Das angefochtene Teilurteil wird aufgehoben. Die Rechtssache wird im Umfang der Aufhebung zur ergänzenden Verhandlung und Entscheidung an das Erstgericht zurückverwiesen.
2. Dem Rekurs an den Obersten Gerichtshof wird nicht Folge gegeben.
3. Die Kosten der Rechtsmittelverfahren sind weitere Verfahrenskosten.
Text
Begründung:
Die Klage wurde von der Ö***** AG eingebracht, an deren Stelle nach Umwandlung die Ö***** GmbH getreten ist. In der Folge wird die Rechtsvorgängerin der nunmehrigen klagenden Partei als klagende Partei bezeichnet.
Die klagende Brauerei schloss mit der erstbeklagten Partei, die eine Diskothek betrieb, am zwei Leistungs- und Lieferungsübereinkommen ab, denen der Zweit- und die Drittbeklagte als Mitschuldner beitraten. Die klagende Partei versprach die Zuzählung von S 1,200.000 (inklusive Umsatzsteuer); die erstbeklagte Partei verpflichtete sich auf die Dauer von 10 Jahren zur jährlichen Abnahme von 400 hl Bier und 200 hl alkoholfreier Getränke; die klagende Partei verpflichtete sich weiters zur leihweisen Überlassung von Inventargegenständen zum Neupreis von S 600.000 (inklusive Umsatzsteuer). Die klagende Partei ist nach diesem Übereinkommen berechtigt, bei Einstellung des Betriebes der erstbeklagten Partei einseitig von den Verträgen zurückzutreten.
Mit Schreiben vom stellte die klagende Partei gegenüber der erstbeklagten Partei fest, sie habe bis 59,1 hl Bier und 46,0 hl alkoholfreie Getränke bezogen. Nachdem die Absatzstätte aufgegeben worden sei, sehe sie sich veranlasst, den aliquoten Teil des zugezählten Betrags von S 1,200.000 (inklusive Umsatzsteuer) in Höhe von S 1,179.890,40 (inklusive Umsatzsteuer) zurückzufordern.

☆ ☆ ☆ ☆

● Kurze Übung A: Übernimm aus den Zeilen wortgetreu alles von der Zeile mit „Practice. For this step, pick out the tree“ bis zur letzten Zeile, beide eingeschlossen.

● Zeilen:
☆ ☆ ☆ ☆

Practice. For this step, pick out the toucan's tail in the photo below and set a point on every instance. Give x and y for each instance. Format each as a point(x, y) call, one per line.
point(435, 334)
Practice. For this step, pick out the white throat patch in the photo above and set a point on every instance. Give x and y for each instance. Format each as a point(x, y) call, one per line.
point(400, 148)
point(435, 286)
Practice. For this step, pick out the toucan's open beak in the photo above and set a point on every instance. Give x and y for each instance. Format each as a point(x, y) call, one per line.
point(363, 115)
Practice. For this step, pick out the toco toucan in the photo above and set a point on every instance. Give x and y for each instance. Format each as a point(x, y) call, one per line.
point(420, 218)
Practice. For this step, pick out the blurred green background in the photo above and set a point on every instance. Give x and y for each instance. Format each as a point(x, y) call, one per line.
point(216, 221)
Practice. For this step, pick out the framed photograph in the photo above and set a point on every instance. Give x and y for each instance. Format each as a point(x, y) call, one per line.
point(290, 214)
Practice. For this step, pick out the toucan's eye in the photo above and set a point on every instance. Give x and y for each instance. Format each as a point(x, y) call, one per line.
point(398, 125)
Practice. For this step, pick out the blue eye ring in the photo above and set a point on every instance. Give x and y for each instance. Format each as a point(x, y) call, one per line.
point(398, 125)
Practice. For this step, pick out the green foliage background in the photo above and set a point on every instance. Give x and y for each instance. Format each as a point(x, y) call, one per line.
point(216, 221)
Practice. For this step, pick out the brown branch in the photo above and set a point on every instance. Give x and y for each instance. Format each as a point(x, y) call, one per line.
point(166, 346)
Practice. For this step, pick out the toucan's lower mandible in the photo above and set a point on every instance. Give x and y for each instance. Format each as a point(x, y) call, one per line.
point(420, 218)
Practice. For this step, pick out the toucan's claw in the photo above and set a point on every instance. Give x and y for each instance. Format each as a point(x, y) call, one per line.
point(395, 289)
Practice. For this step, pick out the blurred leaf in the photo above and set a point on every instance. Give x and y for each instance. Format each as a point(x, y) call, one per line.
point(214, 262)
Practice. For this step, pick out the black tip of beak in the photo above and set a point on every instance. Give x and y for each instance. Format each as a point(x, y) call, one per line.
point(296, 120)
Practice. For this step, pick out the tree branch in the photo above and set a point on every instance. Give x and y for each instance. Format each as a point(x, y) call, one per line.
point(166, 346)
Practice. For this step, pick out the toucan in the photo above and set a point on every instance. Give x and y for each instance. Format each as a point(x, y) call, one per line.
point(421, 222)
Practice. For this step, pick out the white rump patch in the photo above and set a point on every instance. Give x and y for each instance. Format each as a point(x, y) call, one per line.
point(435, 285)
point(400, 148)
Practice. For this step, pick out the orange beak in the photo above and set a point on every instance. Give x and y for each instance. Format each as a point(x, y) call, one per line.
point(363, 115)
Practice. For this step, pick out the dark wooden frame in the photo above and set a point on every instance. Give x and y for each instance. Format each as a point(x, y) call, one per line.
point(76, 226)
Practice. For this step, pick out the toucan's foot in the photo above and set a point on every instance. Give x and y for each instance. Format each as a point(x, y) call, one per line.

☆ ☆ ☆ ☆

● Kurze Übung B: Wiederhole aus dem Urteilstext wortgetreu den Abschnitt zwischen „2. Dem Rekurs“ und „klagende Partei bezeichnet.“, beide eingeschlossen.

● Lösung der Aufgabe A:
Practice. For this step, pick out the tree branch in the photo above and set a point on every instance. Give x and y for each instance. Format each as a point(x, y) call, one per line.
point(166, 346)
Practice. For this step, pick out the toucan in the photo above and set a point on every instance. Give x and y for each instance. Format each as a point(x, y) call, one per line.
point(421, 222)
Practice. For this step, pick out the white rump patch in the photo above and set a point on every instance. Give x and y for each instance. Format each as a point(x, y) call, one per line.
point(435, 285)
point(400, 148)
Practice. For this step, pick out the orange beak in the photo above and set a point on every instance. Give x and y for each instance. Format each as a point(x, y) call, one per line.
point(363, 115)
Practice. For this step, pick out the dark wooden frame in the photo above and set a point on every instance. Give x and y for each instance. Format each as a point(x, y) call, one per line.
point(76, 226)
Practice. For this step, pick out the toucan's foot in the photo above and set a point on every instance. Give x and y for each instance. Format each as a point(x, y) call, one per line.

● Lösung der Aufgabe B:
2. Dem Rekurs an den Obersten Gerichtshof wird nicht Folge gegeben.
3. Die Kosten der Rechtsmittelverfahren sind weitere Verfahrenskosten.
Text
Begründung:
Die Klage wurde von der Ö***** AG eingebracht, an deren Stelle nach Umwandlung die Ö***** GmbH getreten ist. In der Folge wird die Rechtsvorgängerin der nunmehrigen klagenden Partei als klagende Partei bezeichnet.